Short exercise >>
Reproduce verbatim the lines of the entries below, starting at the line that contains "trace the outline of every instance of the blue" and ending at the final line of the entries.

Records >>
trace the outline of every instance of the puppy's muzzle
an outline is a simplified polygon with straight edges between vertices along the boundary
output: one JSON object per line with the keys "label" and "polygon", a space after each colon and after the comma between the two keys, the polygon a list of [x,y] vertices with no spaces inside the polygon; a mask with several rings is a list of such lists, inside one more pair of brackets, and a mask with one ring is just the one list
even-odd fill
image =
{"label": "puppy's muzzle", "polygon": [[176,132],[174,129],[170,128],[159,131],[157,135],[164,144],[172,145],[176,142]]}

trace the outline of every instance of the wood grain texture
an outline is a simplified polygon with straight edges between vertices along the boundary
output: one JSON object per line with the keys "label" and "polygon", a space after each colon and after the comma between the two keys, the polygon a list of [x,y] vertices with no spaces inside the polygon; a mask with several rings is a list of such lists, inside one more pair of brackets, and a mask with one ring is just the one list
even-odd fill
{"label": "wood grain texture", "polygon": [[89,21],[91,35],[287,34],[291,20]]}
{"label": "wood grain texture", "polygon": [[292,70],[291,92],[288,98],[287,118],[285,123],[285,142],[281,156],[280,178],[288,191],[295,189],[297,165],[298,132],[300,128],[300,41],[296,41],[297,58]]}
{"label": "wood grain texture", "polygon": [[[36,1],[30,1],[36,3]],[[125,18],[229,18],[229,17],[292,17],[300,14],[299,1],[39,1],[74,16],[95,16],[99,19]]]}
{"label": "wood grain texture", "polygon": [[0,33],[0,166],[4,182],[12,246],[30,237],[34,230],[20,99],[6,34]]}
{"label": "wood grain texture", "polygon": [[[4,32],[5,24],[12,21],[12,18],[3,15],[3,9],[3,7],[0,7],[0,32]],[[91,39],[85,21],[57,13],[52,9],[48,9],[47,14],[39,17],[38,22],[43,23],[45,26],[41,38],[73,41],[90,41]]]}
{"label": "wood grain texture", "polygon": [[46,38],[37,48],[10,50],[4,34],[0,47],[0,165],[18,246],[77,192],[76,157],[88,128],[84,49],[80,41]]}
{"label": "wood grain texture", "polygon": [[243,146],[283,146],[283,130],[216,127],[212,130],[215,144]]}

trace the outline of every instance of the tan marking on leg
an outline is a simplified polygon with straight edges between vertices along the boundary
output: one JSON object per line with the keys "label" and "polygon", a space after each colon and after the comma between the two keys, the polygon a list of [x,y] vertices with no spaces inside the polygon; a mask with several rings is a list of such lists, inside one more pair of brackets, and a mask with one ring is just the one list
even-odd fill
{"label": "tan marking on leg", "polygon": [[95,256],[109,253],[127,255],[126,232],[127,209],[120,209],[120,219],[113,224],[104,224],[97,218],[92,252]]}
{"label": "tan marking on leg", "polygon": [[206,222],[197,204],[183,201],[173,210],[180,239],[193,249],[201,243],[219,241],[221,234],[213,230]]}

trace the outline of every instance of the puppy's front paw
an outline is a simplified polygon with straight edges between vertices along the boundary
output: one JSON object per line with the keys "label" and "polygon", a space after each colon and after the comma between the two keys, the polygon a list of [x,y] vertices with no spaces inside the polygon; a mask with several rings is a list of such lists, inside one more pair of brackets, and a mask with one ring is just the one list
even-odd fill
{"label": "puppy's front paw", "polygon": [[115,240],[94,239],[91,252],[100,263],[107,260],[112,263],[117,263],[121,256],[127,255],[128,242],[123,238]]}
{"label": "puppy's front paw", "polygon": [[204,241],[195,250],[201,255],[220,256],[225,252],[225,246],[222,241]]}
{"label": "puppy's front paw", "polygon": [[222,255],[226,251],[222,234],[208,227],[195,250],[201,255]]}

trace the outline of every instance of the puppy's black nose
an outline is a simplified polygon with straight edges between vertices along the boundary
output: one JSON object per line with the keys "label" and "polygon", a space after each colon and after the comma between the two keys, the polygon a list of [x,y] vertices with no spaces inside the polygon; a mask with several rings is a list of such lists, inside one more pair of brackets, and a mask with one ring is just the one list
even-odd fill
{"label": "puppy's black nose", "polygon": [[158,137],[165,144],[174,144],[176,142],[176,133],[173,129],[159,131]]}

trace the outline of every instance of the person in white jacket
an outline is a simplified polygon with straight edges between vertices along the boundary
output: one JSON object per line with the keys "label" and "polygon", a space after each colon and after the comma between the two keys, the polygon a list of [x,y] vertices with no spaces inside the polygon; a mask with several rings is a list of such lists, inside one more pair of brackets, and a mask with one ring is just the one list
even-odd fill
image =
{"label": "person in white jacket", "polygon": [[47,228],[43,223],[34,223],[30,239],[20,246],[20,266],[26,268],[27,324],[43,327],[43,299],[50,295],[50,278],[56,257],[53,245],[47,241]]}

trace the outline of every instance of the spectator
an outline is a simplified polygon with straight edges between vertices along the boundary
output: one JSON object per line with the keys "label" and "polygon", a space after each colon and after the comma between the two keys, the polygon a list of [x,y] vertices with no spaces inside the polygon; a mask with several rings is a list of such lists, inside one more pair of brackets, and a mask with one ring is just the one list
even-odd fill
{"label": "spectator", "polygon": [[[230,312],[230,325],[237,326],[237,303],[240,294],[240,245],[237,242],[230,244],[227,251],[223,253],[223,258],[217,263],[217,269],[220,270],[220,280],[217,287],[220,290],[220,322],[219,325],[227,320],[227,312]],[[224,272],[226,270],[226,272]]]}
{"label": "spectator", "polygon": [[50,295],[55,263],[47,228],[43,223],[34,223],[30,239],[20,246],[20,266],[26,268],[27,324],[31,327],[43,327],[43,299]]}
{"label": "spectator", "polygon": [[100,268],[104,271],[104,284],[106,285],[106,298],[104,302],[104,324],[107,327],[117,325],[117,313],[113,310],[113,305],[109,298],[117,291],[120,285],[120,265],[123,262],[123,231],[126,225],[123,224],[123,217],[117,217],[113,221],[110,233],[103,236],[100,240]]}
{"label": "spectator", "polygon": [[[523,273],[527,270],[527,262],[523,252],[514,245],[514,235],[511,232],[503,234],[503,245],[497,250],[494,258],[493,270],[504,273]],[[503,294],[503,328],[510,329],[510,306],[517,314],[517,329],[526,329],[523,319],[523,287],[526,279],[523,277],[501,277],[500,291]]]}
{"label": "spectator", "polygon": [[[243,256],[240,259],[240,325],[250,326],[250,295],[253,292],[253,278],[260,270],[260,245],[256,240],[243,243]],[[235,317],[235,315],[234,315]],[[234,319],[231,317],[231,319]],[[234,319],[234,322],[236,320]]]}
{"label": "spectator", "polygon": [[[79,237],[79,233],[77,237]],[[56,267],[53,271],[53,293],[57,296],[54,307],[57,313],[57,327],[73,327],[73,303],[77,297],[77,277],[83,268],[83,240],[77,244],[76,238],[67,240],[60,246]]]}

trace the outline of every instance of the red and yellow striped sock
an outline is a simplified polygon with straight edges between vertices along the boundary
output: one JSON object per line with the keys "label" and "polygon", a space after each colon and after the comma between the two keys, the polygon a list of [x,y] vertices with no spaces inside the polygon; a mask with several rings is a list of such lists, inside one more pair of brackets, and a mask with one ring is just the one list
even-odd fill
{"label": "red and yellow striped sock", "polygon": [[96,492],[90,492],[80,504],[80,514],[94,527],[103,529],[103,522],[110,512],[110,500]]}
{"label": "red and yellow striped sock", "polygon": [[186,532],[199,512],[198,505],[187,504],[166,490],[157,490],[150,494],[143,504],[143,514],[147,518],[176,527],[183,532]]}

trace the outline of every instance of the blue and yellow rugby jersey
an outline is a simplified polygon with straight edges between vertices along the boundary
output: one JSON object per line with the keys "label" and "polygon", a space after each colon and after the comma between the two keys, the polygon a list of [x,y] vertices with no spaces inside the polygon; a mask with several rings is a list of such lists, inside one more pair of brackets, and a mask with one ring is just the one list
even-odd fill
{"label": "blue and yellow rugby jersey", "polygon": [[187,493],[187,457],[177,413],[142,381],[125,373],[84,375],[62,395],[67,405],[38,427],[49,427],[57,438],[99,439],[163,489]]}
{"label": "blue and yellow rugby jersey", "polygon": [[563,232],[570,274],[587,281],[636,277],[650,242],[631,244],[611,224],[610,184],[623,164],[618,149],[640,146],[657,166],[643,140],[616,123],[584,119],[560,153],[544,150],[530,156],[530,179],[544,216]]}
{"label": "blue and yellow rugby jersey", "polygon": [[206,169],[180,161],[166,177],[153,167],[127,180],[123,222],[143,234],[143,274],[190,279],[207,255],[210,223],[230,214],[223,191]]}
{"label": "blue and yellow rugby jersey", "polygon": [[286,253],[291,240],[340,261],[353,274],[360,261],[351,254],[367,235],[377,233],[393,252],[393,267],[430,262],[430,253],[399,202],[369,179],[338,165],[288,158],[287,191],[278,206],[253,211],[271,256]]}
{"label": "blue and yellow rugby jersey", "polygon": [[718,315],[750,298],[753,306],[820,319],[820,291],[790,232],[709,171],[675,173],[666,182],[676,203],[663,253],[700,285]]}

Result of the exercise >>
trace the outline of every instance of the blue and yellow rugby jersey
an outline is a simplified polygon with straight edges between vertices along the boundary
output: one JSON object per line with the keys "label" and "polygon", a space after each colon and after the comma between the two keys, the polygon a list of [x,y] vertices with no spaces inside the polygon; a mask with several rings is a list of such lists, inside one more pair of brackets, and a mask with one ring is just the one list
even-odd fill
{"label": "blue and yellow rugby jersey", "polygon": [[187,493],[187,457],[177,413],[142,381],[125,373],[84,375],[62,395],[67,405],[38,427],[49,427],[57,438],[99,439],[163,489]]}
{"label": "blue and yellow rugby jersey", "polygon": [[563,232],[570,274],[587,281],[636,277],[650,242],[631,244],[611,224],[610,184],[623,164],[618,149],[640,146],[657,166],[643,140],[616,123],[584,119],[560,153],[544,150],[530,156],[530,179],[544,216]]}
{"label": "blue and yellow rugby jersey", "polygon": [[206,169],[180,161],[166,177],[153,167],[127,180],[123,222],[143,234],[143,274],[190,279],[207,255],[210,223],[230,214],[223,191]]}
{"label": "blue and yellow rugby jersey", "polygon": [[286,253],[291,240],[340,261],[353,274],[360,261],[351,254],[367,235],[377,233],[393,252],[393,267],[430,262],[430,253],[399,202],[369,179],[338,165],[288,158],[287,191],[278,206],[253,211],[271,256]]}
{"label": "blue and yellow rugby jersey", "polygon": [[718,315],[750,298],[753,306],[820,319],[820,291],[790,232],[709,171],[675,173],[666,182],[676,203],[663,253],[700,285]]}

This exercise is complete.